Data to use ->
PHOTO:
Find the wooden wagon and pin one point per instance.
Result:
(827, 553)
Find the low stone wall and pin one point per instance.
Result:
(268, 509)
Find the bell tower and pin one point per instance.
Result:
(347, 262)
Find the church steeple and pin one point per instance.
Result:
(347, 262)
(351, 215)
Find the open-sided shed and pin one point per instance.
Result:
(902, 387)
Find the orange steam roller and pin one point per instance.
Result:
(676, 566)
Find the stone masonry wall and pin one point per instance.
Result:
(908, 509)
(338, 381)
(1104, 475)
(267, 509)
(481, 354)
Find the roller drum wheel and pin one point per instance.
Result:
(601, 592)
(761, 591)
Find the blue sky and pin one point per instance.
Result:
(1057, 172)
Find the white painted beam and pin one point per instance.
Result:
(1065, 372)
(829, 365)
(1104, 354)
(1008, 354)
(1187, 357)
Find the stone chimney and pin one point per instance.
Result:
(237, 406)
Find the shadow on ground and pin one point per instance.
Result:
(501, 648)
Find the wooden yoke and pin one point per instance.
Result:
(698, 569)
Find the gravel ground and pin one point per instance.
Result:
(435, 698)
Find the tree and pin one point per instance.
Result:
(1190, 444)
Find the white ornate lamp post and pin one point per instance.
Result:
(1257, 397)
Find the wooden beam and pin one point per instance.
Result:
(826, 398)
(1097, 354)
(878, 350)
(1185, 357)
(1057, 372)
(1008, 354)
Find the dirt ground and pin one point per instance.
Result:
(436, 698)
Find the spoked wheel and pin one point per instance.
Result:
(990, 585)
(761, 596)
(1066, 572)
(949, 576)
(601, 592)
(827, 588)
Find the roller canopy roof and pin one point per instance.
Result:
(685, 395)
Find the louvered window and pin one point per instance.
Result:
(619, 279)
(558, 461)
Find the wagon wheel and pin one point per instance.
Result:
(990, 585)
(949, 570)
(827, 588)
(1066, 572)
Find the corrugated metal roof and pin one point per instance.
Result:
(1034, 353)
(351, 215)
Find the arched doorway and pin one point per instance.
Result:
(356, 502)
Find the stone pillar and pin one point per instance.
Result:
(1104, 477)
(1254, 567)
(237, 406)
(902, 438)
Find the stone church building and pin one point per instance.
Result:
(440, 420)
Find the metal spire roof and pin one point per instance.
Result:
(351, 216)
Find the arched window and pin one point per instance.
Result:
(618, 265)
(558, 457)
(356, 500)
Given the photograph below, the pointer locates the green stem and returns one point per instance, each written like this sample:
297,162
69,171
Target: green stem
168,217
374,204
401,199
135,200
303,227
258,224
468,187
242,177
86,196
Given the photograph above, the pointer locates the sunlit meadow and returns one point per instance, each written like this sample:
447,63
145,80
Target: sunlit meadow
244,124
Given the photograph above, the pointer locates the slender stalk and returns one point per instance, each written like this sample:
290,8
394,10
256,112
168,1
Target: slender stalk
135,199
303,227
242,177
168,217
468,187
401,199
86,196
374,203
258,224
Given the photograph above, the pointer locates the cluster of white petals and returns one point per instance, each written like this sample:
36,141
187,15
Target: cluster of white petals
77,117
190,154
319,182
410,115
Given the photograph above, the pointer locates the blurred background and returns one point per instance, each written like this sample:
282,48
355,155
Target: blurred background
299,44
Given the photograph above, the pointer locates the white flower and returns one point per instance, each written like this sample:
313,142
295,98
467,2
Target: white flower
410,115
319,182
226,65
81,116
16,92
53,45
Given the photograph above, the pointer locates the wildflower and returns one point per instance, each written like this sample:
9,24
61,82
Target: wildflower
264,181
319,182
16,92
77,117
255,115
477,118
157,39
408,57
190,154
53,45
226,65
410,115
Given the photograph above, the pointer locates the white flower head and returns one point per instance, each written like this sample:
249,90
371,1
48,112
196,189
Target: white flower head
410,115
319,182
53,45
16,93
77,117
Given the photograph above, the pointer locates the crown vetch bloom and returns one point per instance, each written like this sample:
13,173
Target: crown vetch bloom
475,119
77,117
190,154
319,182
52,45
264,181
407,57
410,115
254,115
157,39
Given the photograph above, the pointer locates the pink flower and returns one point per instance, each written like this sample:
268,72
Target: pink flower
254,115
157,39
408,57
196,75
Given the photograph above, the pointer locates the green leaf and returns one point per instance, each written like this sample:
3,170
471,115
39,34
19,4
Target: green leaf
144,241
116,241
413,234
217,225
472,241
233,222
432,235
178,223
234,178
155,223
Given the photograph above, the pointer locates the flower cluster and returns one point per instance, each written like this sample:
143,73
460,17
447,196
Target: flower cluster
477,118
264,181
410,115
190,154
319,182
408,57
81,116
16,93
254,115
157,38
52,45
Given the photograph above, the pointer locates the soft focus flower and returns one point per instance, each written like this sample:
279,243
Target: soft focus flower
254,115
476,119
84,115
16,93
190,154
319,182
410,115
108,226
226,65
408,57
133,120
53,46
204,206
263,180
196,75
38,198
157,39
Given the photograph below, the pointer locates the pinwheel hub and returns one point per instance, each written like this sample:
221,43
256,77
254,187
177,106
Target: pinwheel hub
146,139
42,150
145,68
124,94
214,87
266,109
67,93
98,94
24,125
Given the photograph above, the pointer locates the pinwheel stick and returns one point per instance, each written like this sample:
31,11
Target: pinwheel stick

Task details -> Please recast every line of the entries above as a Markdown table with the columns Row and Entry line, numbering the rows in order and leaving out any blank lines.

Response to the exercise ->
| Row | Entry line |
|---|---|
| 1 | PHOTO: |
| 2 | Find the wooden wagon and pin one point per instance. |
| 3 | Result: |
| 4 | (827, 553) |
| 5 | Find the low stone wall and pin one point per instance. |
| 6 | Result: |
| 7 | (268, 509) |
| 8 | Find the bell tower and pin one point per instance. |
| 9 | Result: |
| 10 | (347, 262) |
| 11 | Find the church steeple and pin one point per instance. |
| 12 | Result: |
| 13 | (347, 262) |
| 14 | (351, 215) |
| 15 | Find the open-sided shed and pin one point per instance. |
| 16 | Result: |
| 17 | (902, 387) |
| 18 | Find the orange steam roller and pin one point per instance. |
| 19 | Result: |
| 20 | (676, 566) |
| 21 | Find the stone masonry wall and pin one point per instance. |
| 22 | Result: |
| 23 | (908, 509) |
| 24 | (338, 381) |
| 25 | (1104, 475) |
| 26 | (267, 509) |
| 27 | (481, 354) |
| 28 | Find the roller drum wheel and pin one point per instance. |
| 29 | Result: |
| 30 | (601, 592) |
| 31 | (761, 591) |
| 32 | Find the blue sky and pin one point per instance. |
| 33 | Result: |
| 34 | (1057, 172) |
| 35 | Find the white painted beam and pin one point per instance. |
| 36 | Result: |
| 37 | (1065, 372) |
| 38 | (829, 365) |
| 39 | (1104, 354) |
| 40 | (1008, 354) |
| 41 | (1187, 357) |
| 42 | Find the stone chimney and pin one point per instance. |
| 43 | Result: |
| 44 | (237, 406) |
| 45 | Find the shadow on ground and pin one point per instance. |
| 46 | Result: |
| 47 | (501, 648) |
| 48 | Find the wooden yoke and pin one point per instance. |
| 49 | Result: |
| 50 | (698, 569) |
| 51 | Find the gravel ground and pin one point per instance. |
| 52 | Result: |
| 53 | (435, 698) |
| 54 | Find the tree and pin one point per instance. |
| 55 | Result: |
| 56 | (1190, 444) |
| 57 | Find the white ornate lamp post and pin one point per instance. |
| 58 | Result: |
| 59 | (1257, 397) |
| 60 | Find the wooden beam and pin one point per instance. |
| 61 | Result: |
| 62 | (826, 398) |
| 63 | (1097, 354) |
| 64 | (878, 350) |
| 65 | (1185, 357) |
| 66 | (1057, 372) |
| 67 | (1008, 354) |
| 68 | Find the dirt ground and pin one point per instance. |
| 69 | Result: |
| 70 | (436, 698) |
| 71 | Find the spoked wheel and pin one point per instance. |
| 72 | Result: |
| 73 | (990, 585) |
| 74 | (761, 596) |
| 75 | (1066, 572) |
| 76 | (949, 576) |
| 77 | (601, 592) |
| 78 | (827, 588) |
| 79 | Find the roller canopy roof and pin one point per instance. |
| 80 | Result: |
| 81 | (685, 395) |
| 82 | Find the louvered window and pin one point per instance. |
| 83 | Result: |
| 84 | (619, 279) |
| 85 | (558, 461) |
| 86 | Find the wagon wheel and pin one point per instance. |
| 87 | Result: |
| 88 | (990, 585) |
| 89 | (949, 570) |
| 90 | (827, 588) |
| 91 | (1066, 572) |
| 92 | Find the corrugated metal roof and pin one point per instance. |
| 93 | Result: |
| 94 | (1034, 353) |
| 95 | (351, 215) |
| 96 | Find the arched doorway and pin one point per instance. |
| 97 | Result: |
| 98 | (356, 502) |
| 99 | Find the stone pillar and pin one point per instance. |
| 100 | Result: |
| 101 | (1104, 477) |
| 102 | (1254, 567) |
| 103 | (237, 406) |
| 104 | (902, 438) |
| 105 | Find the stone church building and pin one point per instance. |
| 106 | Result: |
| 107 | (440, 420) |
| 108 | Find the metal spire roof and pin one point per instance. |
| 109 | Result: |
| 110 | (351, 216) |
| 111 | Find the arched window and pin one point per instance. |
| 112 | Result: |
| 113 | (618, 265) |
| 114 | (558, 457) |
| 115 | (356, 500) |
| 116 | Given the photograph below, the pointer locates the green stem and returns one point per instance, each written like this sample: |
| 117 | 297,162 |
| 118 | 69,171 |
| 119 | Target: green stem |
| 120 | 168,217 |
| 121 | 374,204 |
| 122 | 401,199 |
| 123 | 135,200 |
| 124 | 303,227 |
| 125 | 258,224 |
| 126 | 468,187 |
| 127 | 242,177 |
| 128 | 86,196 |
| 129 | Given the photograph above, the pointer locates the sunlit meadow and returns one point per instance, each written like this sample: |
| 130 | 447,63 |
| 131 | 145,80 |
| 132 | Target: sunlit meadow |
| 133 | 244,124 |
| 134 | Given the photograph above, the pointer locates the slender stalk and returns one point per instance, each written like this sample: |
| 135 | 290,8 |
| 136 | 394,10 |
| 137 | 256,112 |
| 138 | 168,1 |
| 139 | Target: slender stalk |
| 140 | 135,199 |
| 141 | 303,227 |
| 142 | 242,177 |
| 143 | 168,217 |
| 144 | 468,187 |
| 145 | 401,199 |
| 146 | 86,196 |
| 147 | 374,203 |
| 148 | 258,224 |
| 149 | Given the photograph above, the pointer locates the cluster of white petals and returns one point per instance, each written like this sample: |
| 150 | 36,141 |
| 151 | 187,15 |
| 152 | Target: cluster of white petals |
| 153 | 77,117 |
| 154 | 190,154 |
| 155 | 319,182 |
| 156 | 410,115 |
| 157 | Given the photograph above, the pointer locates the blurred background and returns one point per instance, each written like this sample: |
| 158 | 282,48 |
| 159 | 355,155 |
| 160 | Target: blurred background |
| 161 | 299,44 |
| 162 | Given the photograph above, the pointer locates the white flower and returns one point per instance, each written like this sample: |
| 163 | 313,142 |
| 164 | 295,98 |
| 165 | 467,2 |
| 166 | Target: white flower |
| 167 | 410,115 |
| 168 | 319,182 |
| 169 | 226,65 |
| 170 | 81,116 |
| 171 | 16,92 |
| 172 | 53,45 |
| 173 | Given the photograph above, the pointer locates the wildflower and returns one point per instance, each written like this sample: |
| 174 | 9,24 |
| 175 | 61,82 |
| 176 | Target: wildflower |
| 177 | 264,181 |
| 178 | 319,182 |
| 179 | 16,92 |
| 180 | 77,117 |
| 181 | 255,115 |
| 182 | 477,118 |
| 183 | 157,39 |
| 184 | 408,57 |
| 185 | 190,154 |
| 186 | 53,45 |
| 187 | 226,65 |
| 188 | 410,115 |
| 189 | Given the photograph above, the pointer locates the white flower head and returns one point per instance, each written like this sample: |
| 190 | 249,90 |
| 191 | 371,1 |
| 192 | 48,112 |
| 193 | 196,189 |
| 194 | Target: white flower head |
| 195 | 410,115 |
| 196 | 319,182 |
| 197 | 53,45 |
| 198 | 16,93 |
| 199 | 77,117 |
| 200 | Given the photograph above, the pointer locates the crown vetch bloom and returns one point per instance, each written like this sample: |
| 201 | 13,173 |
| 202 | Target: crown vetch bloom |
| 203 | 475,119 |
| 204 | 77,117 |
| 205 | 190,154 |
| 206 | 319,182 |
| 207 | 52,45 |
| 208 | 264,181 |
| 209 | 407,57 |
| 210 | 410,115 |
| 211 | 254,115 |
| 212 | 157,39 |
| 213 | Given the photograph above, the pointer locates the pink flower and returns one point per instance, each written like this sample: |
| 214 | 268,72 |
| 215 | Target: pink flower |
| 216 | 254,115 |
| 217 | 157,39 |
| 218 | 408,57 |
| 219 | 196,75 |
| 220 | Given the photograph above, the pointer locates the green leaf and returns one point per instance, each written like this sample: |
| 221 | 3,170 |
| 222 | 471,115 |
| 223 | 39,34 |
| 224 | 19,4 |
| 225 | Target: green leaf |
| 226 | 144,241 |
| 227 | 116,241 |
| 228 | 413,234 |
| 229 | 217,225 |
| 230 | 472,241 |
| 231 | 233,222 |
| 232 | 432,235 |
| 233 | 178,223 |
| 234 | 234,178 |
| 235 | 155,223 |
| 236 | Given the photograph above, the pointer locates the flower cluster and returns one point per instance, each written like this sample: |
| 237 | 143,73 |
| 238 | 460,17 |
| 239 | 447,196 |
| 240 | Target: flower cluster |
| 241 | 477,118 |
| 242 | 264,181 |
| 243 | 410,115 |
| 244 | 190,154 |
| 245 | 319,182 |
| 246 | 408,57 |
| 247 | 81,116 |
| 248 | 16,93 |
| 249 | 254,115 |
| 250 | 157,38 |
| 251 | 52,45 |
| 252 | Given the photograph above, the pointer locates the soft focus flower and returns one point per instance, each written like this sample: |
| 253 | 279,243 |
| 254 | Target: soft focus flower |
| 255 | 254,115 |
| 256 | 476,119 |
| 257 | 84,115 |
| 258 | 16,93 |
| 259 | 190,154 |
| 260 | 319,182 |
| 261 | 410,115 |
| 262 | 108,226 |
| 263 | 226,65 |
| 264 | 408,57 |
| 265 | 133,120 |
| 266 | 53,46 |
| 267 | 204,206 |
| 268 | 263,180 |
| 269 | 196,75 |
| 270 | 38,198 |
| 271 | 157,39 |
| 272 | Given the photograph below, the pointer locates the pinwheel hub and returns one point per instance, each written like this sample: |
| 273 | 221,43 |
| 274 | 256,77 |
| 275 | 254,187 |
| 276 | 177,106 |
| 277 | Target: pinwheel hub |
| 278 | 146,139 |
| 279 | 42,150 |
| 280 | 145,68 |
| 281 | 124,94 |
| 282 | 214,87 |
| 283 | 266,109 |
| 284 | 67,93 |
| 285 | 98,94 |
| 286 | 24,125 |
| 287 | Given the photograph above, the pointer locates the pinwheel stick and returns one point per instance, each written like this sample: |
| 288 | 31,11 |
| 289 | Target: pinwheel stick |